I claim that, if $\mathcal{D}$ admits arbitrary coproducts, then for any $c \in \mathcal{C}, d \in \mathcal{D}$, there is an object $h_{c,d} \in \mathrm{Fun}(\mathcal{C}, \mathcal{D})$ such that $\hom(h_{c,d}, G) = \hom(d, Gc)$. Given such an object $h_{c,d}$, it follows that a monomorphism of functors $G \to G'$ must have the property that $\hom(d, Gc) \to \hom(d, G'c)$ is injective for each pair of objects $d, c$, meaning that you have a pointwise monomorphism (i.e. $Gc \to G'c$ is a monomorphism). To get such a functor, you imitate the Yoneda lemma: let $h_{c,d}(c') = \hom(c, c') \times d$ (since $\mathcal{D}$ admits arbitrary coproducts, it is tensored over sets and the preceding makes sense). Now given an arbitrary functor $G$ and given $d \to Gc$, one extends to $h_{c,d}(\cdot) = \hom(c,
\cdot) \times d \to G$ in the natural way. I won't write out the details, but if I'm not being silly then what I claimed is true.
Now to the question on epimorphisms. Ideally, I want to claim that there is a functor $h'_{c,d}$ such that mapping into it from another functor $G$ is the same as giving a map $Gc \to d$. In other words, if we take the functor from $\mathrm{Fun}(\mathcal{C}, \mathcal{D})$ to $\mathcal{D}$ given by "evaluation" at $c$, then there is a right adjoint to this evaluation (previously the $h_{c,d}$ construction showed that there was a left adjoint). If there is such a right adjoint, then we're done.

**Data lines**
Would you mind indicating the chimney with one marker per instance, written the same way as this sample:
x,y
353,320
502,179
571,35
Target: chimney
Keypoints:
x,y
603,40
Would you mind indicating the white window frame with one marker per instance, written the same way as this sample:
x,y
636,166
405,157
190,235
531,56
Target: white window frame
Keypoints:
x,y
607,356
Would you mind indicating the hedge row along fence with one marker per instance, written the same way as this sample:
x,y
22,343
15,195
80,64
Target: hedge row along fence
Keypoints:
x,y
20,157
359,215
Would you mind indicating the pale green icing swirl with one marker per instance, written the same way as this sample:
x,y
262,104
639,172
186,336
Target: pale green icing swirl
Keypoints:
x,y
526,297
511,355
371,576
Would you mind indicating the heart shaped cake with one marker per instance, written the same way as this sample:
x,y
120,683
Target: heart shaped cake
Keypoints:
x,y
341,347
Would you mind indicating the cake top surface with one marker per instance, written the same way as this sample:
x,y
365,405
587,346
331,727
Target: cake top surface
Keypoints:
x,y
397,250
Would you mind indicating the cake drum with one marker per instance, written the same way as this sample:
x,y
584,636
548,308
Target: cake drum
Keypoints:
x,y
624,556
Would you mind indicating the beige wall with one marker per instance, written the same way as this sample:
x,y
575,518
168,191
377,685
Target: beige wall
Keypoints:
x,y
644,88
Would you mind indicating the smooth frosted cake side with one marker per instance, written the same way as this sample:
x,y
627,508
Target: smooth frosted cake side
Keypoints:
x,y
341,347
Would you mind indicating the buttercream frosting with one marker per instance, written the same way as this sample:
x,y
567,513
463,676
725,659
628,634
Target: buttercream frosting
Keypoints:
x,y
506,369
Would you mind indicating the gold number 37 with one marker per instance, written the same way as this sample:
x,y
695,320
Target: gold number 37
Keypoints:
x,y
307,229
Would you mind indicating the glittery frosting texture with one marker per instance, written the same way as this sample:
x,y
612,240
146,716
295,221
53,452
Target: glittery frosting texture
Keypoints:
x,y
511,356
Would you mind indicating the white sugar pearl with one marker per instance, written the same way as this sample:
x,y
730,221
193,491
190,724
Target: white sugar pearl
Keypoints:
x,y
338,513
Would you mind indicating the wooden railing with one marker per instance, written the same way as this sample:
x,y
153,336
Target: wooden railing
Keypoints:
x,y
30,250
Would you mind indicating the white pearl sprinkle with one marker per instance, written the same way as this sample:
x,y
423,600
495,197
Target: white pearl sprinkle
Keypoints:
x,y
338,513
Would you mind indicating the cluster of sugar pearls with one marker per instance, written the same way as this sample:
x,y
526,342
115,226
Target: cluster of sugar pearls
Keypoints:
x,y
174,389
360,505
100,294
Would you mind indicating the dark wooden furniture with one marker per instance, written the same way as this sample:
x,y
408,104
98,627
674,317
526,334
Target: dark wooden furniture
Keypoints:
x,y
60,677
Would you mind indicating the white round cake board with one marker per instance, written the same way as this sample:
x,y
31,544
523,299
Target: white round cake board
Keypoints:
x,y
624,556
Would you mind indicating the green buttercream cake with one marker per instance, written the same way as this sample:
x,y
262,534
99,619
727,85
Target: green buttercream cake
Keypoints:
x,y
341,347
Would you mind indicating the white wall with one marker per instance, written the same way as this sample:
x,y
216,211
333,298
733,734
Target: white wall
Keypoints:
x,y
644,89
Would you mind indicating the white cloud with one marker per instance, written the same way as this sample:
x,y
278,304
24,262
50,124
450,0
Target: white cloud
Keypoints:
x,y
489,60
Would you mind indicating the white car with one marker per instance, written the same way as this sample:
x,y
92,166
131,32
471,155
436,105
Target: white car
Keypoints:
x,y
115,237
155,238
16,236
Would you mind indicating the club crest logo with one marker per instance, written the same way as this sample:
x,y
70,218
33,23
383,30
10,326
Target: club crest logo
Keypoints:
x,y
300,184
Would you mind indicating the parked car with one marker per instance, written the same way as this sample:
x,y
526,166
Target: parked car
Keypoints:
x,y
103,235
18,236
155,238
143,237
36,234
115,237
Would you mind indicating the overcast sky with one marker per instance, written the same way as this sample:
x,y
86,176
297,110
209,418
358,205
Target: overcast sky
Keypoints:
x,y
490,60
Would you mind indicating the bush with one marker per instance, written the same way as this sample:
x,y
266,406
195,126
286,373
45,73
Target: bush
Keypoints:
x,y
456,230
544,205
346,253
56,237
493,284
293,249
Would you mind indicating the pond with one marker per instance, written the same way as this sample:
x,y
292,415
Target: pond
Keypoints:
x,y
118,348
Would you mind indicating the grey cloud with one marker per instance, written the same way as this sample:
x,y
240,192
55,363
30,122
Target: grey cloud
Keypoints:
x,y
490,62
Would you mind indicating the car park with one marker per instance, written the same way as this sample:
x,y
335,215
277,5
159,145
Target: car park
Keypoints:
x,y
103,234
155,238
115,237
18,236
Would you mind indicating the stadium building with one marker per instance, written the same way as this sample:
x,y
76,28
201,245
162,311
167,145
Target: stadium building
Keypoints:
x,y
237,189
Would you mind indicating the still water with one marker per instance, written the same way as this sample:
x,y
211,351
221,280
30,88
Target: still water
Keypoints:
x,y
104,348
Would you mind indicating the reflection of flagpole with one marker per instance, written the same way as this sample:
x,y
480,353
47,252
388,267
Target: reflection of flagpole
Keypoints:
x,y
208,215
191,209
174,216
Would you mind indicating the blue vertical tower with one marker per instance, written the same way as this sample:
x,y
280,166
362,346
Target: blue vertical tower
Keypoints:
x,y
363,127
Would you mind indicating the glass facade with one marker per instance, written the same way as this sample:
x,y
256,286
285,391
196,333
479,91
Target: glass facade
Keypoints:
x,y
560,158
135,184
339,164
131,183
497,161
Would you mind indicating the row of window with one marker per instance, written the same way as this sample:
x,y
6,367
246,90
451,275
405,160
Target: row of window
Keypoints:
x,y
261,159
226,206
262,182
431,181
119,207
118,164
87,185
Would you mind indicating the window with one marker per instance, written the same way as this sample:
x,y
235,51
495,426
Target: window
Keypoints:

**Stated exercise**
List every functor that the passage on monomorphisms in functor categories names with its own symbol. The lines are unrelated to the passage on monomorphisms in functor categories.

**Result of this task**
$h_{c,d}$, $G$, $G'$, $h'_{c,d}$